PAGE EXCERPT —
== Segment start ==
Treatment for Parameniscal Cyst

What is a parameniscal cyst?

If a meniscus tear has been present for a while then the fluid in our knee joint can leak out through the tear.  The fluid will form a cyst.  That fluid filled area is now called a “parameniscal cyst”.  Sometimes these cysts can become quite large.  Cysts that form on the inner part of the knee tend to be larger than cysts on the outer or lateral aspect of the knee.

Lateral meniscus cysts tend to be smaller than medial meniscus cysts because the very tight ITB tendon limits the growth of the cysts on the outside of our knee.

Lateral meniscus cysts also tend to hurt more than medial meniscus cysts because of the pressure they put on the ITB tendon.

Parameniscal Cyst Treatment in Pune, India

Symptoms of a Meniscal Cyst

Meniscal cysts do not always cause symptoms. When they do, the most common are:

  • Pain in the knee when standing
  • Tenderness directly along the joint
  • A bump or lump at the cyst site, usually near the outside of the knee
  • A bump that becomes more visible as the knee straightens, though the bump itself may be painless
  • A bump that changes size (though it may also remain seemingly unchanged)
== Segment end ==
WHAT THIS EXERCISE ASKS —
A) Answer these from the parameniscal cyst page:
(i) What keeps cysts on the outside of the knee from growing large?
(ii) Why do lateral meniscus cysts tend to hurt more than medial ones?
(iii) Where is the bump of a meniscal cyst usually found?
B) Write the next part of the parameniscal cyst page, picking up after its final bullet point.

GIVEN DATA —
== Segment start ==
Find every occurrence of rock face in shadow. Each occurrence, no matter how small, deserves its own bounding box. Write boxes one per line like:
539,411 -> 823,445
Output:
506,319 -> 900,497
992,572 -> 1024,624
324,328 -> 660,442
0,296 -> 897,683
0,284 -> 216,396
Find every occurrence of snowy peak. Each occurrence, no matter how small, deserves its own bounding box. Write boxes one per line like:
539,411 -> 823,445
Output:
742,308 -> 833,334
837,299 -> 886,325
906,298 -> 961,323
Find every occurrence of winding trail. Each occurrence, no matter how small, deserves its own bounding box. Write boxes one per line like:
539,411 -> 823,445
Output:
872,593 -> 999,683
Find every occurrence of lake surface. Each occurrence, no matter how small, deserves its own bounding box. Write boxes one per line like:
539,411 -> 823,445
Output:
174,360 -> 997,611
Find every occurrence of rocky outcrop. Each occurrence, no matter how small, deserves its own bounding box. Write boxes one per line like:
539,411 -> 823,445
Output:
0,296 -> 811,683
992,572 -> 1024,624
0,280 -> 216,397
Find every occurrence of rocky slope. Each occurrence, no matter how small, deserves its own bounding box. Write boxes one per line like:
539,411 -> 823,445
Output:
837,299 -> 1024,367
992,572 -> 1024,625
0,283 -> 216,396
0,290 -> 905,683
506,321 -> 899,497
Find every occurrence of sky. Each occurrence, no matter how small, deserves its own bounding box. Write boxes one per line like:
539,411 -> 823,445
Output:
== Segment end ==
== Segment start ==
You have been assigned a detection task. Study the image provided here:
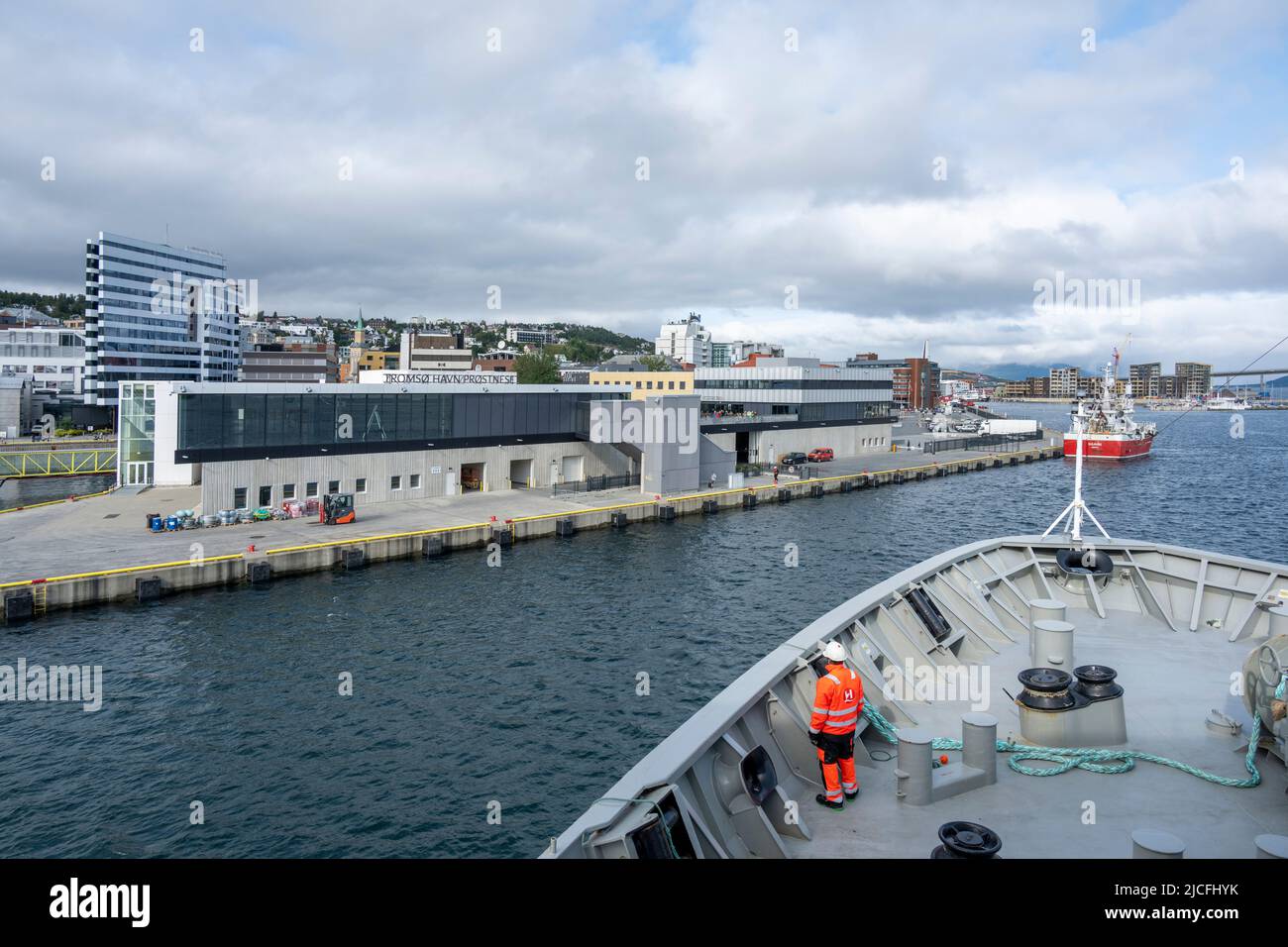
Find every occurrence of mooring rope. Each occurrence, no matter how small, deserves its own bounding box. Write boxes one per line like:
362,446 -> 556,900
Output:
== Segment end ==
ANSWERS BY ITEM —
A)
(i) The very tight ITB tendon.
(ii) They put pressure on the ITB tendon.
(iii) Near the outside of the knee.

B)
  • Swelling or locking of the knee joint

Meniscal cysts are most common in 20- to 30-year-old males. They are usually associated with a type of meniscal tear called a horizontal cleavage tear.

This kind of tear may be caused by over-rotation of the knee. It can also be caused by direct impact to the front or side of the knee.2 Disproportionate force on the knees, such as when you run on an uneven surface, can also cause this type of injury.


Diagnosis of Meniscal Cysts

A healthcare provider will ask you questions about:

  • Knee pain
  • Popping sounds
  • Recent injuries or impact to the knee

This will help determine if you have a meniscal tear. A meniscal cyst can usually be palpated, which means a doctor can feel it.

Range of motion tests can confirm there are no torn pieces of cartilage in the joint.

There are a few tests doctors use to assess meniscal tears and other knee injuries. These include:

  • The McMurray test
  • The Apley test
  • The Stienmann I test
  • The Payr’s test
  • Childress’ sign
  • The Ege’s test

These are motion, weight-bearing, and pressure tests that can help doctors identify a tear. They can also help a doctor decide if the tear needs surgery.

Diagnosis may be confirmed by a magnetic resonance imaging (MRI) scan or ultrasound.

An MRI is a test that creates images of your knee using a magnetic field and radio waves. An ultrasound creates images using sound waves.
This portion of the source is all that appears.